▸ **Information supplied**:
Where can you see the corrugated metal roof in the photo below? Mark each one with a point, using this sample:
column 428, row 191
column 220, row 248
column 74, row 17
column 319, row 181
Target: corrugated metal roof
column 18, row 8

▸ **The task**: Word for word, every record must be given again.

▸ **Written reply**:
Where can you see the corrugated metal roof in the photo below? Mark each one with a point, using this sample:
column 428, row 191
column 220, row 248
column 74, row 17
column 319, row 181
Target: corrugated metal roof
column 18, row 8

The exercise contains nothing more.